> **Description of the task**
Copy out, word for word, the passage of the sleep article from "2. Practice optimism" up to and including "of sleep quality.".

> **Document extract**
* * *
4 ways to sleep better

4 ways to sleep better

By Harriet Pritchard

4 ways to sleep better
You know the feeling. You’ve flipped the pillows, rearranged the duvet, made a chamomile tea… and yet, sleep remains painfully out of reach. We often only think about how to get a good night’s sleep when suffering a night of insomnia, but there are things we can practice during the day to help us sleep better at night.

Qualified Wellbeing Psychologist Amy Steadman has designed the mental fitness routine dreams are made of (quite literally).

Your mental fitness routine for a better night’s sleep

1. Practice gratitude

Sleep quality is directly related to how grateful we feel.

People who practice gratitude are less likely to have negative thoughts when trying to fall asleep as they are more likely to have positive association with the day.

Practicing gratitude helps us go to bed with fewer worries and can be done at any point during the day using the 4 Ds of Appreciative Inquiry.

Discovery - “what’s the best thing that happened today?”
Dream - “what’s the best thing that could happen tomorrow?”
Design - “how could I make that happen?”
Destiny - “what will happen if I do that?”

You don’t necessarily need a fancy journal (though writing it down can help), you just need to remember the 4 Ds - Discovery, Dream, Design, Destiny.

2. Practice optimism

People who practice optimism are 78%  more likely to have good sleep quality.

Optimism hugely impacts how we evaluate our day and how we think about sleep. It disrupts sleep disturbance factors such as rumination and distorted perceptions of sleep quality.

To practice optimism, create a summary of the day. Focus on the strengths, achievements, and fruitful aspects of your day. 

3. Practice purposeful behaviours

Dr. Emerson M Wickwire, a Professor of Psychiatry with 15 years’ experience studying clinical sleep, recommends purposeful behaviours as a way to help us get a better night’s sleep.

Purposeful behaviours are conscious choices we make instead of relying on routine or habit. They break negative cycles and shift us to a proactive and positive mindset.

Purposeful behaviours help in 2 ways:

1. Breaking behavioural ruts

This helps us realise that we have control over our thoughts, feelings, and bodies, which in turn helps us feel in control of how and when we sleep.

Try making purposeful decisions throughout the day that positively contradict your routines and habits. For example, choosing to stop scrolling through social media and replacing this habit with a purposeful behaviour such as reading a book.
* * *
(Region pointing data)
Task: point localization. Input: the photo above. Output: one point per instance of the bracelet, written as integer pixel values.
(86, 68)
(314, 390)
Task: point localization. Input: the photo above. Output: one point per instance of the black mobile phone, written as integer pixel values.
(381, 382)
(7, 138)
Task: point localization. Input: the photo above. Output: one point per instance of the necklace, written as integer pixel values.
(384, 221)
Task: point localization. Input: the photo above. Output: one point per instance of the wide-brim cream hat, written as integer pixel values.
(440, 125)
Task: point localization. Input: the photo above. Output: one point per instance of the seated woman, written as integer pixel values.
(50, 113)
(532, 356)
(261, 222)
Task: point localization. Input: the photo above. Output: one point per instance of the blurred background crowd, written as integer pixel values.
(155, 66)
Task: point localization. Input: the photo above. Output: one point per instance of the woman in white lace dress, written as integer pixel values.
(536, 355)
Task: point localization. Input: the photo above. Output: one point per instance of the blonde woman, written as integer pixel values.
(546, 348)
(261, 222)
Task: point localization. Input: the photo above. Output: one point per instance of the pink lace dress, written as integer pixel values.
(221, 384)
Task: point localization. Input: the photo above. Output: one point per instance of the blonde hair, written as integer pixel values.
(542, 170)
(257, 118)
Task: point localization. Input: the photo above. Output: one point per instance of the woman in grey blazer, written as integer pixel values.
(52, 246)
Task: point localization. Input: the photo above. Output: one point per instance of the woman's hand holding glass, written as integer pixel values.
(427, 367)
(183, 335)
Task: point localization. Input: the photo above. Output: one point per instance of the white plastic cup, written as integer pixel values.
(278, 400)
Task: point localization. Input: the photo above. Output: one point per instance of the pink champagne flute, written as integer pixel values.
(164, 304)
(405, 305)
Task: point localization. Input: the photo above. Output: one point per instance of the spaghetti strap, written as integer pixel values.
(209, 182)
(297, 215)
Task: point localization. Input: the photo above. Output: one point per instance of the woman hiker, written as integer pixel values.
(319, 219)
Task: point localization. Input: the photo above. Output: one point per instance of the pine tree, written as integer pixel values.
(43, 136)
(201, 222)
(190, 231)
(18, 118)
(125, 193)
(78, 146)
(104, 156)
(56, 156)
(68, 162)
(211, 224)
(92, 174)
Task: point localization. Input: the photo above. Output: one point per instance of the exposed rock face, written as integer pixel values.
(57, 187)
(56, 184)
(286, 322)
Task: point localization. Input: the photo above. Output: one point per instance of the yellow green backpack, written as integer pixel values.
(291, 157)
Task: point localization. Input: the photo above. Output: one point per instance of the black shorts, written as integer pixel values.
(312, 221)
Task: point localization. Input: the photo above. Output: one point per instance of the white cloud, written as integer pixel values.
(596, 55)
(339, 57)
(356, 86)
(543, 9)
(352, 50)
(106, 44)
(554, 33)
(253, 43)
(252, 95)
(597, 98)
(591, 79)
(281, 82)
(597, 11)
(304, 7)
* * *
> **Written answer**
2. Practice optimism

People who practice optimism are 78%  more likely to have good sleep quality.

Optimism hugely impacts how we evaluate our day and how we think about sleep. It disrupts sleep disturbance factors such as rumination and distorted perceptions of sleep quality.